** BEGIN Source extract **

Will the real skeptics please stand up?

Chris wants to ask the age-old question: what separates denialists from skeptics? There are no scientific studies that unequivocally show particular people are being dishonest, and all people (even scientists) are prone to mistakes, so the existence of a bad publication doesn’t show that someone is pushing an agenda. Being “skeptical” is a job that all scientists have, and although the term may have a bad name attached to it in global warming debates, it’s actually a very honorable title to have and it’s difficult to find any scientist who is not skeptical of a lot.

This is of course different than simply plugging your fingers in your ears and denying any evidence put in your face.

 When Alfred Wegener proposed the idea of continental drift in the early 20th century, one of the principle objections to his hypothesis was his inability to provide a mechanism that was capable of moving continents across the globe. Wegener proposed that the tidal influence of the Moon was strong enough to give continents a westward motion, but physicists at the time (such as Harold Jeffreys) quickly showed the physical implausibility of this scenario.

** END Source extract **

Job 1: Report every line of the rows below that contains the word "dark", copying each such line in full.

** BEGIN Stored data **

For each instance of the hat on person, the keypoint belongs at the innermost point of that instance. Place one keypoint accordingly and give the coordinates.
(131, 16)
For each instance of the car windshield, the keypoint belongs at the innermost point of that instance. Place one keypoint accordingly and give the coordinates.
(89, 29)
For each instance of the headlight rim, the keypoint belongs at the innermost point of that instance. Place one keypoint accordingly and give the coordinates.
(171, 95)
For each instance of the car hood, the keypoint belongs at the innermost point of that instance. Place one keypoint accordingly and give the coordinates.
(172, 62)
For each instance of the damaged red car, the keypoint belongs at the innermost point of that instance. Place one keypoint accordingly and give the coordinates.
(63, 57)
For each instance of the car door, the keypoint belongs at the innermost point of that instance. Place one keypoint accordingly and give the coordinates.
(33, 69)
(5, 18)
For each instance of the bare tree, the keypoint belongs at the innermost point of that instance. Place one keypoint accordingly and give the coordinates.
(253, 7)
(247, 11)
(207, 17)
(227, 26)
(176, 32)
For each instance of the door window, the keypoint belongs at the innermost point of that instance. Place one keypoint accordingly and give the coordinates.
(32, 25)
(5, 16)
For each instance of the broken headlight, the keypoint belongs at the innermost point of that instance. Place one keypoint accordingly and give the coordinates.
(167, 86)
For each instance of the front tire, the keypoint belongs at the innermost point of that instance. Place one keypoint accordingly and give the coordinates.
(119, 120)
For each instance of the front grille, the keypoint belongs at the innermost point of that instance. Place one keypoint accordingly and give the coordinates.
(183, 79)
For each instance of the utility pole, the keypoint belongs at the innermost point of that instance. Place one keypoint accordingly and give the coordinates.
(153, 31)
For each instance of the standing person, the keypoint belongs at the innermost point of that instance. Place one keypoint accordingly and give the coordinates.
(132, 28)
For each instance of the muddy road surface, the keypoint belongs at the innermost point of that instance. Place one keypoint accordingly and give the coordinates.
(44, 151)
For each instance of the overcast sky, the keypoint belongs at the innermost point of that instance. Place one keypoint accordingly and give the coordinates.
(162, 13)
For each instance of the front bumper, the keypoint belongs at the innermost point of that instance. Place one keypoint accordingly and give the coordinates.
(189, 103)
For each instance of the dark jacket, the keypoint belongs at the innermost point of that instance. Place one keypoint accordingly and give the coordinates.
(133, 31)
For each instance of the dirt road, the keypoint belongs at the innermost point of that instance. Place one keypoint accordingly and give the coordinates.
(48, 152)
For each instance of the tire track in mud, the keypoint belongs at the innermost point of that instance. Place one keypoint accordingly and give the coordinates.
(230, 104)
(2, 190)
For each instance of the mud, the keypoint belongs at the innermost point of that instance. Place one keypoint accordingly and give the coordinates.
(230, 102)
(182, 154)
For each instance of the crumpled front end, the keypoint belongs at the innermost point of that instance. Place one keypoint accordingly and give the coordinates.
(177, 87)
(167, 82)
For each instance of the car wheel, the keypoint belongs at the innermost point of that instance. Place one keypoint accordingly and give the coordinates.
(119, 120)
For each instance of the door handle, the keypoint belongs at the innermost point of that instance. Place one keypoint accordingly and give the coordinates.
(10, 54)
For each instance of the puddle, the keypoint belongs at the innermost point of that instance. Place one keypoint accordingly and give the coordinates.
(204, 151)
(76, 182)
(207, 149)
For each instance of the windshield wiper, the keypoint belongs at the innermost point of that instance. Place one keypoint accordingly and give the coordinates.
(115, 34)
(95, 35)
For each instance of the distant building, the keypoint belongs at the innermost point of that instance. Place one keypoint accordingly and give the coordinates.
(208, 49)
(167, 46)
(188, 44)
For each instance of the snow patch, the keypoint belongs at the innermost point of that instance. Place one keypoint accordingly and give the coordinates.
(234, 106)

** END Stored data **

Job 2:
Answer these questions from the passage on skeptics and denialists above:
(a) What does the passage call a job that all scientists have?
(b) What did Wegener propose could give continents a westward motion?
(c) Which physicist is named as showing that Wegener's scenario was implausible?

Complete response 1:
For each instance of the dark jacket, the keypoint belongs at the innermost point of that instance. Place one keypoint accordingly and give the coordinates.

Complete response 2:
(a) Being "skeptical."
(b) The tidal influence of the Moon.
(c) Harold Jeffreys.